Begin Source excerpt

Marilyn Monroe biography:
Marilyn
Monroe's birth name was Norma Jean Mortenson. Norma Jean was an illegitimate
child. Marilyn grew up not knowing for sure who her father was. The most likely
candidate was Edward Mortenson, thus that name on her birth certificate. Norma's
mother, Gladys, had entered into several relationships, so even she was confused
as to who had fathered her daughter.
Gladys
later changed Norma Jean's last name to Baker. Baker was a boyfriend she had
before Mortenson.
Poverty was
a constant companion to Gladys and Norma. Gladys, who was extremely attractive
and worked for RKO Studios as a film cutter, lost her job when Norma was young.
Gladys didn't regain steady employment after that. She suffered from mental
illness and was in and out of mental institutions for the rest of her life.
Consequently, Norma Jean spent years in foster homes and orphanages. When she
was nine, she was placed in an orphanage where she was to stay for the next two
years. Upon being released from the orphanage, she went to yet another foster
home.
In 1942, at
the age of 16, Norma Jean married 21-year-old aircraft plant worker, and
neighbor, James Dougherty. The marriage lasted four years. They divorced in
1946.
Norma Jean
began working at the Radio Plane factory in Burbank. A visiting Army
photographer took her photo, and Norma Jean liked what she saw. So did others.
Norma Jean
then began modeling bathing suits. After bleaching her hair blonde, she began
posing for pinups and glamour photos. Various shots made their way to the public
eye, where some were eventually seen by RKO Pictures head Howard Hughes.
Hughes
offered Marilyn a screen test, but Ben Lyon of 20th Century Fox beat Hughes to
the punch. Lyon signed Norma Jean Baker to a contract. Fox was a much bigger and
more prestigious studio than RKO. Norma Jean signed a contract at $125 per week
for a six-month period. That increased by $25 per week at the end of that time,
when her contract was extended. At about that time, she changed her name to
Marilyn Monroe.
After appearing in small parts in films including "Love Happy" (1949) and "All
About Eve" (1950), Monroe achieved celebrity with starring roles in three 1953
features, "Niagara," "Gentlemen Prefer Blondes" and "How To Marry a
Millionaire."
Monroe also
posed for a series of calendar photos, taken in 1948. These appeared in the
December 1953 debut issue of Playboy magazine. By the end of the year, Monroe
had been voted the top star of 1953 by American film distributors.
In all of
her film roles, from "Niagara" to "The Misfits" (1961), Monroe portrayed an
object of desire and exhibition. Her basic character grew out of the dumb blonde
archetype, but Monroe's dumb blonde could not be pinned down to any particular
origin or social class. She was defined only by what was shown on the screen,
with neither a previous history nor, seemingly, a future.
Frequently,
her characters were nameless ("Love Happy," 1955's "The Seven Year Itch"),
further accentuating her status as an object. The character she played usually
had no discernable job. When she did, it was a female-relegated job such as
chorus girl, actress, or secretary.

End Source excerpt

The task — Transcribe the part of the Marilyn Monroe biography that opens with the words containing "After appearing in" and closes with "American film distributors.".

Begin Stored data

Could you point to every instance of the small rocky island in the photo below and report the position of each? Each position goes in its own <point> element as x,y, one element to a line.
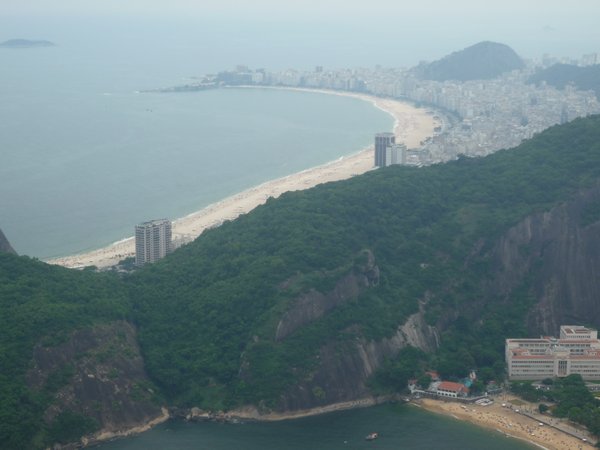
<point>25,43</point>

End Stored data

Answer to this task —
After appearing in small parts in films including "Love Happy" (1949) and "All
About Eve" (1950), Monroe achieved celebrity with starring roles in three 1953
features, "Niagara," "Gentlemen Prefer Blondes" and "How To Marry a
Millionaire."
Monroe also
posed for a series of calendar photos, taken in 1948. These appeared in the
December 1953 debut issue of Playboy magazine. By the end of the year, Monroe
had been voted the top star of 1953 by American film distributors.